■ **Required work**
In the data below, find the line that contains "Practice step: put a point on each instance of the thermos" and the line that contains "Practice step: put a point on each instance of the savanna". Copy both, plus every line between them, exactly.

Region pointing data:
::::::

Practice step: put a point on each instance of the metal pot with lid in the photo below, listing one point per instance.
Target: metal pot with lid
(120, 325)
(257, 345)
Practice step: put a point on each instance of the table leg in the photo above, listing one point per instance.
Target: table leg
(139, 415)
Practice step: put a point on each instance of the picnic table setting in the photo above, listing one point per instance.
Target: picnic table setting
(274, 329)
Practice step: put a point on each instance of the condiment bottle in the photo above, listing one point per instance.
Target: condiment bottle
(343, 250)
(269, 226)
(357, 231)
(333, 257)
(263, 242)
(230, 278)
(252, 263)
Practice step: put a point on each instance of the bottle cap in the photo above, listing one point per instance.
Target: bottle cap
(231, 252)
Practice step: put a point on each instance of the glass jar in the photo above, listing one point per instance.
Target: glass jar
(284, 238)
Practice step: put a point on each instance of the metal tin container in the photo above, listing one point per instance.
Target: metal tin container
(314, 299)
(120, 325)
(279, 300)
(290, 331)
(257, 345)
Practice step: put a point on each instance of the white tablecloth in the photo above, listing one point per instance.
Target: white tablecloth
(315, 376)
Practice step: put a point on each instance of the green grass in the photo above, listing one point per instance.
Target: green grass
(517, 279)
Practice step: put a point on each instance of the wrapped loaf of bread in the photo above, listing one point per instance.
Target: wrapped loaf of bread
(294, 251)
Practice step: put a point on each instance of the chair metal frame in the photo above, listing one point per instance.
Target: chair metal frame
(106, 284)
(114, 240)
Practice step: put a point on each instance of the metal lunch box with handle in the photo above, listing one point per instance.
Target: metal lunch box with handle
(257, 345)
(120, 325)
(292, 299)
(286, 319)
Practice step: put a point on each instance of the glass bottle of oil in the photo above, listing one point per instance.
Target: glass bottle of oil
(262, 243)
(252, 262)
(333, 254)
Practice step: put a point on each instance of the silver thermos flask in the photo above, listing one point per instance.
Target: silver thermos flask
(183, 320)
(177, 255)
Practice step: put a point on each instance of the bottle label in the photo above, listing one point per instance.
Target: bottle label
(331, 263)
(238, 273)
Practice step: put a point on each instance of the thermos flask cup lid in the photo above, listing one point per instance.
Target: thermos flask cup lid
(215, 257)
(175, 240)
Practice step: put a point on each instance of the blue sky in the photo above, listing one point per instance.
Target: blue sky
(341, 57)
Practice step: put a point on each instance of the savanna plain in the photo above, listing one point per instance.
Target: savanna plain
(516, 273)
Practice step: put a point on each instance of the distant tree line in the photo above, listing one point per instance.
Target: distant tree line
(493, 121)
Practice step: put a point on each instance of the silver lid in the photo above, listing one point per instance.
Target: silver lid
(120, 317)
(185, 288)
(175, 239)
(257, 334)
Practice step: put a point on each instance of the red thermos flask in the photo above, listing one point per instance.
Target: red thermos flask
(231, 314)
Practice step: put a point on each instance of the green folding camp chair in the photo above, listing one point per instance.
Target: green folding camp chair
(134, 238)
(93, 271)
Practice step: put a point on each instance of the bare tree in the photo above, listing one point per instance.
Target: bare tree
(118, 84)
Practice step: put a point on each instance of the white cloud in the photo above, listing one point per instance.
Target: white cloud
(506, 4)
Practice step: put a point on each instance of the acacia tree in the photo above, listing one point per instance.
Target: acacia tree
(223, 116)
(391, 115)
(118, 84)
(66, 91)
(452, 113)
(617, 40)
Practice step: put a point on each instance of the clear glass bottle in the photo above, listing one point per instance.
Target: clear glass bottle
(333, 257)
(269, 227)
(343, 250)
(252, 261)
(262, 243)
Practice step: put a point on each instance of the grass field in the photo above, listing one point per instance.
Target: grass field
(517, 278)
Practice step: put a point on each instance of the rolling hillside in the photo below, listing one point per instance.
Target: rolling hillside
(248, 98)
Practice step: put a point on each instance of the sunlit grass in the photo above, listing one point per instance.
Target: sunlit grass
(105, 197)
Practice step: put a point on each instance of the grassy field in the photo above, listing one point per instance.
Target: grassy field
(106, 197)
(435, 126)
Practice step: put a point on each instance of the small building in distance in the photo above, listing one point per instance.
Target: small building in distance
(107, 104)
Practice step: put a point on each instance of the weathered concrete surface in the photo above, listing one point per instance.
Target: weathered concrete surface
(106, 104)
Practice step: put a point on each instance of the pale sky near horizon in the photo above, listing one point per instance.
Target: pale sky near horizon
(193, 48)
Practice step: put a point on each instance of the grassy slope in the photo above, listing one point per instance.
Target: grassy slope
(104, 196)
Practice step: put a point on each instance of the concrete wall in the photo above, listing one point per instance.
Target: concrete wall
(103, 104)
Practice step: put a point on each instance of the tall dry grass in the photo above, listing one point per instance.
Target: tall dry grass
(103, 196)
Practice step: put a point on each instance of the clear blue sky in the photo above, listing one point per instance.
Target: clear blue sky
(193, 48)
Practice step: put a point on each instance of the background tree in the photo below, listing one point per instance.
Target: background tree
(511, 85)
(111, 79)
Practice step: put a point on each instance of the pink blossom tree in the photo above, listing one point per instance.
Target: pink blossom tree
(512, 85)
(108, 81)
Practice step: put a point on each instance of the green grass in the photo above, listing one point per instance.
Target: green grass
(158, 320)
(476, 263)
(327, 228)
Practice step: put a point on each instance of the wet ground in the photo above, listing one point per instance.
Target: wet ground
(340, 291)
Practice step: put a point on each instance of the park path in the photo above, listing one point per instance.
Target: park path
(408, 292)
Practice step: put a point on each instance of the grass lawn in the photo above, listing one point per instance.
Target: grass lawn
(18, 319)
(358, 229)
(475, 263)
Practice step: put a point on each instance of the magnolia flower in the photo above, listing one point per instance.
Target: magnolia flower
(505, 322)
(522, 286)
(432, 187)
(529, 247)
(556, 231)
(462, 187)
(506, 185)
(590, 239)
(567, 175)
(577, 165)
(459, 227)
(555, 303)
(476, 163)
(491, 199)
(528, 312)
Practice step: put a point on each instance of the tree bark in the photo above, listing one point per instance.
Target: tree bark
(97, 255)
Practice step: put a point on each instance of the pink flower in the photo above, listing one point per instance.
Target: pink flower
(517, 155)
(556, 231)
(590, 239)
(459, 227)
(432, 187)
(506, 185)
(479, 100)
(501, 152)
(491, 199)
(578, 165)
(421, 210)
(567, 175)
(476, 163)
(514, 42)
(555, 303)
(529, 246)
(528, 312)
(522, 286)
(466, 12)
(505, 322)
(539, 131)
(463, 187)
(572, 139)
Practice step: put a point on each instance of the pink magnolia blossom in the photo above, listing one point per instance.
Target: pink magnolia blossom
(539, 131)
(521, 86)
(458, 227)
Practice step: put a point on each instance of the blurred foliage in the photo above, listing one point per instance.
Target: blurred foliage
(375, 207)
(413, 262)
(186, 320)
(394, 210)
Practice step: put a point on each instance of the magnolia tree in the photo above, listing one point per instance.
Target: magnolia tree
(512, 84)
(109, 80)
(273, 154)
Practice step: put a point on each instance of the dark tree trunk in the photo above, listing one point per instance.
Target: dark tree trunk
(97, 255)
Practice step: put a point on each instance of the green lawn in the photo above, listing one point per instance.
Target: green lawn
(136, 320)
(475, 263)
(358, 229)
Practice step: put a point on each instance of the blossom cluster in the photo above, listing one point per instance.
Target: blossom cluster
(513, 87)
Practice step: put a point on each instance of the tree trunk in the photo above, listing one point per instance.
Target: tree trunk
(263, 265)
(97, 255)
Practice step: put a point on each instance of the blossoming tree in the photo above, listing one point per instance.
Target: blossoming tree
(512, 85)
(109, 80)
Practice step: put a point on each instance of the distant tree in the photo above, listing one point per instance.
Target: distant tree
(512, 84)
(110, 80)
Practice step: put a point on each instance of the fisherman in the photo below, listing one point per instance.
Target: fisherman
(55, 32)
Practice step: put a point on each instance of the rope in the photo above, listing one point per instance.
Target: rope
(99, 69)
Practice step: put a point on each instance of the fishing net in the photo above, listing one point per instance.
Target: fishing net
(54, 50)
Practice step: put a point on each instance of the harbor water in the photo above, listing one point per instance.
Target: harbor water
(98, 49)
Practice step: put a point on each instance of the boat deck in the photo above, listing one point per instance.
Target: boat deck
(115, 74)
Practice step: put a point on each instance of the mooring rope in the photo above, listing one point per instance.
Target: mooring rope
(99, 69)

::::::

■ **Solution**
Practice step: put a point on each instance of the thermos flask cup lid in the photo above, listing one point per instance.
Target: thermos flask cup lid
(215, 257)
(175, 240)
Practice step: put a point on each instance of the blue sky in the photo above, listing one point per instance.
Target: blue sky
(341, 57)
Practice step: put a point on each instance of the savanna plain in the photo above, listing one point per instance.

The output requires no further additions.